▶ [Exercise]: Render the data below as a Markdown table with two columns, Row and Line. Number each line in order and omit any blank lines.

'''

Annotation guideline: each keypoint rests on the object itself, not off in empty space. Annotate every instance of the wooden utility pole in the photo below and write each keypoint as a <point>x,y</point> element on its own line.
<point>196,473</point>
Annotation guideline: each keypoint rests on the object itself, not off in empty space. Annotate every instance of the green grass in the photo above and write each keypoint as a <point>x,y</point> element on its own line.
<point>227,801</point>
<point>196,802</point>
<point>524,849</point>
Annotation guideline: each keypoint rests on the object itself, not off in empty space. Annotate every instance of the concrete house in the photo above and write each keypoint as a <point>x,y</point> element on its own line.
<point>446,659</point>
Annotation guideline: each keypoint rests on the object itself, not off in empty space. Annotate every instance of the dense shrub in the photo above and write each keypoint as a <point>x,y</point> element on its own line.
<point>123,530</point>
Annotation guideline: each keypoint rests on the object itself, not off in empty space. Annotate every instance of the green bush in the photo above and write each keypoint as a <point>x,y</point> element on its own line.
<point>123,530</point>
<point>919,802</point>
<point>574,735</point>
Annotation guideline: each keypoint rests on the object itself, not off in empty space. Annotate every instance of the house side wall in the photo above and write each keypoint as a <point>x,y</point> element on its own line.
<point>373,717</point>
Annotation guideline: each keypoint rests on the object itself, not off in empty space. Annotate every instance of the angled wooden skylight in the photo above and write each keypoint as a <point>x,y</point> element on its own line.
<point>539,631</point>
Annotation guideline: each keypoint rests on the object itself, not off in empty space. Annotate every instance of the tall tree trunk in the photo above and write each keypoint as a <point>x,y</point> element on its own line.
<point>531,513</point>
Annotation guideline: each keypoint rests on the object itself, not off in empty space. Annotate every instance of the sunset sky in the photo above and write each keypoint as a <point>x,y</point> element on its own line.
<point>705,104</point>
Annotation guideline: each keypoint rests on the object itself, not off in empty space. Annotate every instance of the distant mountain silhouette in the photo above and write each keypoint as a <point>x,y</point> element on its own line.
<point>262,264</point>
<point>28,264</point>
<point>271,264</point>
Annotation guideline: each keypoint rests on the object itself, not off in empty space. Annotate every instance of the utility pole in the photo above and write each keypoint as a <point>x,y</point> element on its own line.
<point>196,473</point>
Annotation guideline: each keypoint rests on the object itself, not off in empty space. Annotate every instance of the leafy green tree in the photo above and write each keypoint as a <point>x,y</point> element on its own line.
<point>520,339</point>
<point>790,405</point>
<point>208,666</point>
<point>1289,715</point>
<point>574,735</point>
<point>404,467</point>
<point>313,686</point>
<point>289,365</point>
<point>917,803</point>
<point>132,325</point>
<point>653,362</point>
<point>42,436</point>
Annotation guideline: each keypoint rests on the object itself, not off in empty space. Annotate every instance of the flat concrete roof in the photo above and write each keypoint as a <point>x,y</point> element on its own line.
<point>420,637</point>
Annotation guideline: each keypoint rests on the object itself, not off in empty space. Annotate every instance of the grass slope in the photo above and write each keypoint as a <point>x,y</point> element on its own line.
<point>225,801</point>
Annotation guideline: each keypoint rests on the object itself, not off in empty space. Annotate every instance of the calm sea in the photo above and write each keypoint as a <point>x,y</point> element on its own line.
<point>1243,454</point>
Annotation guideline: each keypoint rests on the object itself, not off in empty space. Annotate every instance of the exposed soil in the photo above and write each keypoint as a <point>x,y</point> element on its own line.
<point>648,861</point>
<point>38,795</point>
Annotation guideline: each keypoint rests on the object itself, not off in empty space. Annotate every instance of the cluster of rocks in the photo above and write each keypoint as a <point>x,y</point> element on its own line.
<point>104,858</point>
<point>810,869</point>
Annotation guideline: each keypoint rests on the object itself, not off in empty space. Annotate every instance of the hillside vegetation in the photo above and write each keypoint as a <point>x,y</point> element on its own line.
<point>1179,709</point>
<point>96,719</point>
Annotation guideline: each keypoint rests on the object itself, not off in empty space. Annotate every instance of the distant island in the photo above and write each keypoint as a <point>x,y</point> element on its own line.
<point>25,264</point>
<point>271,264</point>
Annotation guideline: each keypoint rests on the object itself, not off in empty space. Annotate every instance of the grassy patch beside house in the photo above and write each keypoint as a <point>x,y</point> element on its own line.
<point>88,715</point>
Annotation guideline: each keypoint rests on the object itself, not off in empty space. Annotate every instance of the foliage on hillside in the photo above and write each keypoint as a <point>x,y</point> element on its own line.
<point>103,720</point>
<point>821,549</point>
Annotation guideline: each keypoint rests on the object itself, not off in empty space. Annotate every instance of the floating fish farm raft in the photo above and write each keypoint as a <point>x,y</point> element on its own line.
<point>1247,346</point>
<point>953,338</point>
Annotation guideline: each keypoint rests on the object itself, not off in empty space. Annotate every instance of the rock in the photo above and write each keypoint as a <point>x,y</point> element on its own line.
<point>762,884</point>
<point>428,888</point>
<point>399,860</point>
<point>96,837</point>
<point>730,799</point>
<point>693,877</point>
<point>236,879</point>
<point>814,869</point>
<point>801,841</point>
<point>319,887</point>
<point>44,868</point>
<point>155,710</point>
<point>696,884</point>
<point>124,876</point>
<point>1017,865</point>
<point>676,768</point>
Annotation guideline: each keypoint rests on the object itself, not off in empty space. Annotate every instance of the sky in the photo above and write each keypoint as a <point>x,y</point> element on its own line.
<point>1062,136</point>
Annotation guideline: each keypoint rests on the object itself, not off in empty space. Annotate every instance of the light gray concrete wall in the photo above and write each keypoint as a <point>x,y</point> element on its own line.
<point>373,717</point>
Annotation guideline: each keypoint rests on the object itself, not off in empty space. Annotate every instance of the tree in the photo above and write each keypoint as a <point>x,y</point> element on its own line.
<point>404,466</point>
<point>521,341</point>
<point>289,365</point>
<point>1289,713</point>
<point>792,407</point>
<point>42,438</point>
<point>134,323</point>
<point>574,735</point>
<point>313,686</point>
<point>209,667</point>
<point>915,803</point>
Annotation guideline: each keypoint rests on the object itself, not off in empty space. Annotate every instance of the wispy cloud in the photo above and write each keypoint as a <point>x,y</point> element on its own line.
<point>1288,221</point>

'''

▶ [Exercise response]:
| Row | Line |
|---|---|
| 1 | Annotation guideline: each keypoint rests on the object itself, not off in empty space. Annotate every instance of the wooden utility pole in the photo below and write each keypoint as a <point>x,y</point> element on its own line. |
| 2 | <point>196,473</point> |
| 3 | Annotation guideline: each keypoint rests on the object itself, not off in empty space. Annotate every instance of the green grass in the photo above and write each keypoint as a <point>x,y</point> element on its own line. |
| 4 | <point>227,801</point> |
| 5 | <point>196,802</point> |
| 6 | <point>524,849</point> |
| 7 | Annotation guideline: each keypoint rests on the object itself, not off in empty space. Annotate every instance of the concrete house in the photo above and write each keypoint as a <point>x,y</point> element on its own line. |
| 8 | <point>446,659</point> |
| 9 | Annotation guideline: each keypoint rests on the object itself, not off in empty space. Annotate every instance of the dense shrub in the photo above and write each keypoint as a <point>x,y</point> element on its own line. |
| 10 | <point>123,530</point> |
| 11 | Annotation guideline: each keypoint rests on the object itself, not off in empty space. Annotate every instance of the green bush in the photo above and write each keypoint as a <point>x,y</point> element on its own line. |
| 12 | <point>123,530</point> |
| 13 | <point>919,802</point> |
| 14 | <point>574,735</point> |
| 15 | Annotation guideline: each keypoint rests on the object itself, not off in empty space. Annotate every instance of the house side wall in the photo above and write each keypoint as a <point>x,y</point> element on its own line. |
| 16 | <point>373,717</point> |
| 17 | Annotation guideline: each keypoint rests on the object itself, not off in empty space. Annotate every instance of the angled wooden skylight in the photo above and write each keypoint as a <point>x,y</point> element on its own line. |
| 18 | <point>539,631</point> |
| 19 | Annotation guideline: each keypoint rests on the object itself, not off in empty space. Annotate every instance of the tall tree trunk in the photo above and write each keypoint as a <point>x,y</point> element on its own line. |
| 20 | <point>531,513</point> |
| 21 | Annotation guideline: each keypoint rests on the object itself, not off in empty space. Annotate every instance of the sunset sky in the photo above and write each keypoint as a <point>x,y</point> element on its own line. |
| 22 | <point>705,104</point> |
| 23 | Annotation guideline: each keypoint rests on the object itself, not off in empty space. Annotate every instance of the distant mountain silhouette in the photo above and write each keypoint as a <point>x,y</point> element on its own line. |
| 24 | <point>262,264</point> |
| 25 | <point>28,264</point> |
| 26 | <point>271,264</point> |
| 27 | Annotation guideline: each keypoint rests on the object itself, not off in empty space. Annotate every instance of the utility pole in the photo above and write each keypoint as a <point>x,y</point> element on its own line. |
| 28 | <point>196,473</point> |
| 29 | Annotation guideline: each keypoint rests on the object itself, not off in empty space. Annotate every instance of the leafy green tree in the photo above and write each keypoint as a <point>x,y</point> element on its own line. |
| 30 | <point>520,339</point> |
| 31 | <point>790,405</point> |
| 32 | <point>208,666</point> |
| 33 | <point>1289,715</point> |
| 34 | <point>574,735</point> |
| 35 | <point>404,467</point> |
| 36 | <point>313,686</point> |
| 37 | <point>289,365</point> |
| 38 | <point>917,803</point> |
| 39 | <point>132,325</point> |
| 40 | <point>653,362</point> |
| 41 | <point>42,436</point> |
| 42 | Annotation guideline: each keypoint rests on the object itself, not off in empty space. Annotate every instance of the flat concrete roof in the photo above and write each keypoint as a <point>x,y</point> element on its own line. |
| 43 | <point>420,637</point> |
| 44 | Annotation guideline: each keypoint rests on the object itself, not off in empty space. Annotate every instance of the grass slope in the photo above and write each keypoint as a <point>x,y</point> element on its own line. |
| 45 | <point>225,801</point> |
| 46 | Annotation guideline: each keypoint rests on the object itself, not off in empty space. Annotate every instance of the calm sea in the photo above and write each keypoint as a <point>x,y</point> element on its own line. |
| 47 | <point>1243,454</point> |
| 48 | Annotation guideline: each keypoint rests on the object itself, not off in empty space. Annotate every instance of the exposed soil in the photo above and write each keypoint as a <point>x,y</point> element on its own line. |
| 49 | <point>648,861</point> |
| 50 | <point>38,795</point> |
| 51 | Annotation guideline: each keypoint rests on the object itself, not off in empty space. Annotate every instance of the cluster of rocks in the photo above and write each keypoint as a <point>x,y</point> element on its own line. |
| 52 | <point>104,858</point> |
| 53 | <point>810,869</point> |
| 54 | Annotation guideline: each keypoint rests on the object itself, not off in empty space. Annotate every instance of the hillside vegetation in the photo above and write each keypoint as a <point>x,y</point> element on its own line. |
| 55 | <point>1179,709</point> |
| 56 | <point>96,719</point> |
| 57 | Annotation guideline: each keypoint rests on the object itself, not off in empty space. Annotate every instance of the distant island in the photo above and write each keypoint as a <point>x,y</point> element on its own line. |
| 58 | <point>25,264</point> |
| 59 | <point>271,264</point> |
| 60 | Annotation guideline: each keypoint rests on the object itself, not off in empty space. Annotate every instance of the grassy patch beside house in the photo above and write each keypoint as a <point>x,y</point> element on its own line. |
| 61 | <point>88,715</point> |
| 62 | Annotation guideline: each keypoint rests on the object itself, not off in empty space. Annotate every instance of the foliage on hillside in the photo above and write each keypoint as a <point>x,y</point> element on its own line. |
| 63 | <point>103,720</point> |
| 64 | <point>821,549</point> |
| 65 | Annotation guideline: each keypoint rests on the object itself, not off in empty space. Annotate every instance of the floating fish farm raft in the photo above and write each keypoint as a <point>x,y</point> element on its own line. |
| 66 | <point>1247,346</point> |
| 67 | <point>953,338</point> |
| 68 | Annotation guideline: each keypoint rests on the object itself, not off in empty space. Annotate every instance of the rock in the photo above and write each keypoint as a <point>x,y</point> element on its own line. |
| 69 | <point>762,884</point> |
| 70 | <point>428,888</point> |
| 71 | <point>399,860</point> |
| 72 | <point>96,837</point> |
| 73 | <point>730,799</point> |
| 74 | <point>693,877</point> |
| 75 | <point>236,879</point> |
| 76 | <point>814,869</point> |
| 77 | <point>801,841</point> |
| 78 | <point>319,887</point> |
| 79 | <point>44,868</point> |
| 80 | <point>155,710</point> |
| 81 | <point>696,884</point> |
| 82 | <point>124,876</point> |
| 83 | <point>1017,865</point> |
| 84 | <point>676,768</point> |
| 85 | Annotation guideline: each keypoint rests on the object itself, not off in empty space. Annotate every instance of the sky in the photo above and write each keypoint as a <point>x,y</point> element on its own line. |
| 86 | <point>1062,136</point> |
| 87 | Annotation guideline: each keypoint rests on the object itself, not off in empty space. Annotate every instance of the light gray concrete wall in the photo above and write each keypoint as a <point>x,y</point> element on its own line. |
| 88 | <point>373,717</point> |
| 89 | Annotation guideline: each keypoint rests on the object itself, not off in empty space. Annotate every instance of the tree in the photo above and write each keypoint as a <point>x,y</point> element on its own line. |
| 90 | <point>404,466</point> |
| 91 | <point>521,341</point> |
| 92 | <point>289,365</point> |
| 93 | <point>1289,713</point> |
| 94 | <point>792,407</point> |
| 95 | <point>42,438</point> |
| 96 | <point>134,323</point> |
| 97 | <point>574,735</point> |
| 98 | <point>313,686</point> |
| 99 | <point>209,667</point> |
| 100 | <point>915,803</point> |
| 101 | Annotation guideline: each keypoint rests on the object itself, not off in empty space. Annotate every instance of the wispy cloud in the photo above and write each keypoint as a <point>x,y</point> element on its own line. |
| 102 | <point>1288,221</point> |